◆ **Direction**:
Lines before the one containing "of the strawberry" are excluded; reproduce that line and all lines after it in the entries below, exactly.

[START OF Data extract]

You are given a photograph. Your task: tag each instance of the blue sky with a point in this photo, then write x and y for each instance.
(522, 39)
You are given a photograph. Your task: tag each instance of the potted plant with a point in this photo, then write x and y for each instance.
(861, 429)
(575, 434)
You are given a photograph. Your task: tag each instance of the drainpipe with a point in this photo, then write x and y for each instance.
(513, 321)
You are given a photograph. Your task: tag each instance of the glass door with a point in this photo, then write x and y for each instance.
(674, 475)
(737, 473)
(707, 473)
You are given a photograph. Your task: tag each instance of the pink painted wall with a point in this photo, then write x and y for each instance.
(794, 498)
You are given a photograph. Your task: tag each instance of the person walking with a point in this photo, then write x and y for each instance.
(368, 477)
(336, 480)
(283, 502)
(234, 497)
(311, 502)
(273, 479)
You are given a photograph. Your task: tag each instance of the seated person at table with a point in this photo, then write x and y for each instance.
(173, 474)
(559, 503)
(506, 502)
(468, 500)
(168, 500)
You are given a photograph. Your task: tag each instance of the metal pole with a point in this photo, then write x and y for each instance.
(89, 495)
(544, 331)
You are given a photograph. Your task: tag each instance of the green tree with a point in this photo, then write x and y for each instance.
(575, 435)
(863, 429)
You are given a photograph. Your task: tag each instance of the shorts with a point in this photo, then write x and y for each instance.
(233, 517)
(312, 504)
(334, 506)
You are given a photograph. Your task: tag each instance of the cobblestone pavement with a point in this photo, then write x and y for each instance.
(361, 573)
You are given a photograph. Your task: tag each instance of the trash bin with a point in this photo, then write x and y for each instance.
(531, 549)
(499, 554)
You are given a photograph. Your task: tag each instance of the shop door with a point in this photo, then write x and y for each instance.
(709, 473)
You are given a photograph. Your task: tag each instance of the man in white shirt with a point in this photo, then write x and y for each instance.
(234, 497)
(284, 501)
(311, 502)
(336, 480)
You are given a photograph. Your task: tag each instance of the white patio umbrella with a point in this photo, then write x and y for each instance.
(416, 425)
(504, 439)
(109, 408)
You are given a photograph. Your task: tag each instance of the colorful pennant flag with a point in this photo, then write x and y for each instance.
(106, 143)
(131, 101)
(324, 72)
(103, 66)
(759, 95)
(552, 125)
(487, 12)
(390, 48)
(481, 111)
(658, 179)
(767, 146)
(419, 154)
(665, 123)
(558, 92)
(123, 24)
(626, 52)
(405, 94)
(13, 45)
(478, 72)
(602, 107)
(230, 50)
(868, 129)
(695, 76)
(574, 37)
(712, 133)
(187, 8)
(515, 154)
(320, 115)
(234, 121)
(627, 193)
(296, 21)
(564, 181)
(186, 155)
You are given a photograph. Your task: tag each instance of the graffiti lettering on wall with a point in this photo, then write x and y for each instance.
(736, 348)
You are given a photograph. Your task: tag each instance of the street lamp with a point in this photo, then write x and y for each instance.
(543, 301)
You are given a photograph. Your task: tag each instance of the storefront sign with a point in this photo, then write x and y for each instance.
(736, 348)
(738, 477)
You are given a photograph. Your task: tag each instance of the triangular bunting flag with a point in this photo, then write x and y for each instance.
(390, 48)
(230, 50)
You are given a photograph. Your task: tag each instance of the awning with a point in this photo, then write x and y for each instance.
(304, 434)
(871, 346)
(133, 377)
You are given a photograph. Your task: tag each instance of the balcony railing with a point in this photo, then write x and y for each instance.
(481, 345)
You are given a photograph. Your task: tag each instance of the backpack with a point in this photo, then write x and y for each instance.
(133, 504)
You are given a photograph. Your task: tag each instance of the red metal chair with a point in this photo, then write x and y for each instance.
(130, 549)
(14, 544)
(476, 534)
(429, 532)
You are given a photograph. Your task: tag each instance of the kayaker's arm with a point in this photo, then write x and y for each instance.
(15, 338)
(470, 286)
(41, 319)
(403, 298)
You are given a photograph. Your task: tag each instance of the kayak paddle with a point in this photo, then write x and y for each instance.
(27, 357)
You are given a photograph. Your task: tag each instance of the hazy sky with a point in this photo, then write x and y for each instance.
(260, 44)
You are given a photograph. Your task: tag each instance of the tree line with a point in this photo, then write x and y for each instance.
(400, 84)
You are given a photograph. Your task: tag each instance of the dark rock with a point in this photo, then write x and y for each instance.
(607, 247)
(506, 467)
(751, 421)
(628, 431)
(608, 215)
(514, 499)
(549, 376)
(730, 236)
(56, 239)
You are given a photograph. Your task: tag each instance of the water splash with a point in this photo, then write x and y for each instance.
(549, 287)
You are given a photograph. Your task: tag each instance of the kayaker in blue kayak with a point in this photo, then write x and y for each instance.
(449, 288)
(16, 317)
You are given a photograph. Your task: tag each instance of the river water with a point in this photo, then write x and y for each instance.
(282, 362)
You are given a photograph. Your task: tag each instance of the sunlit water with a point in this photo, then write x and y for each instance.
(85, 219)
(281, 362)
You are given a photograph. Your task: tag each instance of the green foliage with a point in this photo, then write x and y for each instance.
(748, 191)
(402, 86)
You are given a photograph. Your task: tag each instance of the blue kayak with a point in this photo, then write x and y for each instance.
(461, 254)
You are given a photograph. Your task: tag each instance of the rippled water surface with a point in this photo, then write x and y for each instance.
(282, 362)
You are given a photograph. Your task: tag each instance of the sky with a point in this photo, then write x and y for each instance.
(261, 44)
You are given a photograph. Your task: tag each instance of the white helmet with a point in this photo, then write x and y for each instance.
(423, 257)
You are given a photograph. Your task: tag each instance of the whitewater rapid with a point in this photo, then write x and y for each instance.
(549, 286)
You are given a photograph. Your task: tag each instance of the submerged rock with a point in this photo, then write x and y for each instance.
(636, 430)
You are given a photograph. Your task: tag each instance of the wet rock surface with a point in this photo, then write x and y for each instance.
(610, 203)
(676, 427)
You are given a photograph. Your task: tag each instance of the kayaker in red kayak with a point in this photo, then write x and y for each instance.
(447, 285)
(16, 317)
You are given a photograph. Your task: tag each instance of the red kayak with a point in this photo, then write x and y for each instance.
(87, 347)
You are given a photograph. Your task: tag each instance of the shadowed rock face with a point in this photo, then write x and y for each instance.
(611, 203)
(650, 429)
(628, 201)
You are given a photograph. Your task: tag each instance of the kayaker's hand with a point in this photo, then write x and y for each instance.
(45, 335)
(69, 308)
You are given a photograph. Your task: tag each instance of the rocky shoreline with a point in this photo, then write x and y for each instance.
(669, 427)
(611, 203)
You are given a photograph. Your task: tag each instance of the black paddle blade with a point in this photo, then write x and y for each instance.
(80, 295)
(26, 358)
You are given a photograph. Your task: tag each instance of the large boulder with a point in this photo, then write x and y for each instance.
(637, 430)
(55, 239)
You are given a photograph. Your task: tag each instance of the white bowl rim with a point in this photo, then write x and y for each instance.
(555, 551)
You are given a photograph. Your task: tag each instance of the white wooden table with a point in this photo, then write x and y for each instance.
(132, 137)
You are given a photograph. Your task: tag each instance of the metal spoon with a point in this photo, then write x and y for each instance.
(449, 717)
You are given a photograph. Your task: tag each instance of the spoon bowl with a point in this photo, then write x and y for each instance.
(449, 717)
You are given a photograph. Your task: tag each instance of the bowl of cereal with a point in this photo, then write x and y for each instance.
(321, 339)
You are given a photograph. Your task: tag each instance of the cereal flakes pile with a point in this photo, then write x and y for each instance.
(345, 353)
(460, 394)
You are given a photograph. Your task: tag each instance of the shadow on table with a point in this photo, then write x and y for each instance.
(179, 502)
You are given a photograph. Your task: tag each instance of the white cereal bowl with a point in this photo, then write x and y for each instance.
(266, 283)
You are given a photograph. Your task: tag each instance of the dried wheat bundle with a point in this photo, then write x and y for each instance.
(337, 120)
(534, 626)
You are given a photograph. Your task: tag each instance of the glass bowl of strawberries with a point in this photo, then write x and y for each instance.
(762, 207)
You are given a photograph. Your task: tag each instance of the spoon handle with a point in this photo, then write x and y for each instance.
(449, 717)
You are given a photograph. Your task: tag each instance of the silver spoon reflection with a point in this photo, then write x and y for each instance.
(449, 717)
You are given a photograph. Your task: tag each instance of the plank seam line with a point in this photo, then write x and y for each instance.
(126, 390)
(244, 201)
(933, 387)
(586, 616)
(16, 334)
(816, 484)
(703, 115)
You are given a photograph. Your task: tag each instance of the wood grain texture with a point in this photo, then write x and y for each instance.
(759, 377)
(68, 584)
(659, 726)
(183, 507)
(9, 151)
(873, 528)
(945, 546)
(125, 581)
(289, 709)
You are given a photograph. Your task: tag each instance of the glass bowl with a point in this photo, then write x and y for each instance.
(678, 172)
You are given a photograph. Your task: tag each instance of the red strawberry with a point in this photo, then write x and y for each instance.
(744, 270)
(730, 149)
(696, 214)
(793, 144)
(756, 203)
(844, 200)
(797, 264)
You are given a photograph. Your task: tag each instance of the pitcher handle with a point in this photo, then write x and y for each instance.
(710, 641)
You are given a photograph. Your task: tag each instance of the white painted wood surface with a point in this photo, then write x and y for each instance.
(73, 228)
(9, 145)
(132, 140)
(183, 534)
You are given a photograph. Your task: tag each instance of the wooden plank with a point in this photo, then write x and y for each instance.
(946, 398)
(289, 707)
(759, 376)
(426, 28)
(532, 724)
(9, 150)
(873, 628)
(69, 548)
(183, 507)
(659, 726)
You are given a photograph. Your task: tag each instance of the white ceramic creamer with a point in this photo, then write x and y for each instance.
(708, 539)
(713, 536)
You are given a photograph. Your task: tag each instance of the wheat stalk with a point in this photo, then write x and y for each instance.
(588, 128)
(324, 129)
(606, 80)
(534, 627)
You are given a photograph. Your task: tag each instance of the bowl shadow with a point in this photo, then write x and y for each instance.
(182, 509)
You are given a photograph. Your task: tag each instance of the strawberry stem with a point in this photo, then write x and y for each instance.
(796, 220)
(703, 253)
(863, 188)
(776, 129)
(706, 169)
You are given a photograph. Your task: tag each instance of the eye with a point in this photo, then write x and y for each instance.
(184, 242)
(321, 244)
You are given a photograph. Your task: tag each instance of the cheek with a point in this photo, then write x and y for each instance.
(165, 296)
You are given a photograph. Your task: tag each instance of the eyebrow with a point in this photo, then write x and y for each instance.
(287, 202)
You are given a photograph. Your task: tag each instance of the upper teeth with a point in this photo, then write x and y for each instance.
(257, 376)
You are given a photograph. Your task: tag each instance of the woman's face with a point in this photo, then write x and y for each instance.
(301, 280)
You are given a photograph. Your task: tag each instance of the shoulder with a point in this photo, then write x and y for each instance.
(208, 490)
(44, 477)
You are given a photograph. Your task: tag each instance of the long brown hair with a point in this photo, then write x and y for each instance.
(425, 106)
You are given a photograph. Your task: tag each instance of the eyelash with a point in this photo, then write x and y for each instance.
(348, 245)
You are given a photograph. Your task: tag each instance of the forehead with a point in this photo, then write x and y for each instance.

[END OF Data extract]

◆ **Answer below**:
You are given a photograph. Your task: tag each instance of the strawberry stem with a point in this photo, then write x and y for each instance.
(796, 220)
(703, 253)
(863, 188)
(776, 129)
(706, 169)
You are given a photograph. Your task: tag each instance of the eye with a point in this photo, then write x and y for each instance.
(184, 242)
(321, 244)
You are given a photograph. Your task: tag each instance of the cheek with a point in this photo, then write x and y for each instance.
(165, 296)
You are given a photograph. Your task: tag each instance of the eyebrow with a point in this photo, then write x and y for each instance.
(287, 202)
You are given a photograph. Your task: tag each instance of the upper teeth with a point in this photo, then write x and y for each instance.
(257, 376)
You are given a photograph. Your task: tag each instance of the woman's face with a point in this photo, then write x and y for each instance.
(301, 280)
You are given a photograph. Your task: tag each instance of the shoulder with a point in this photo, then write x and y for each instance.
(208, 490)
(44, 477)
You are given a photograph. Your task: tag each instance of the long brown hair with a point in this photo, then write x and y for each instance.
(425, 106)
You are given a photograph. Your task: tag each instance of the eyelash with a point in this photo, then write x and y for each instance.
(348, 245)
You are given a photograph. Your task: tag each instance of the forehead with a point in this photo, then write x and y for each instance.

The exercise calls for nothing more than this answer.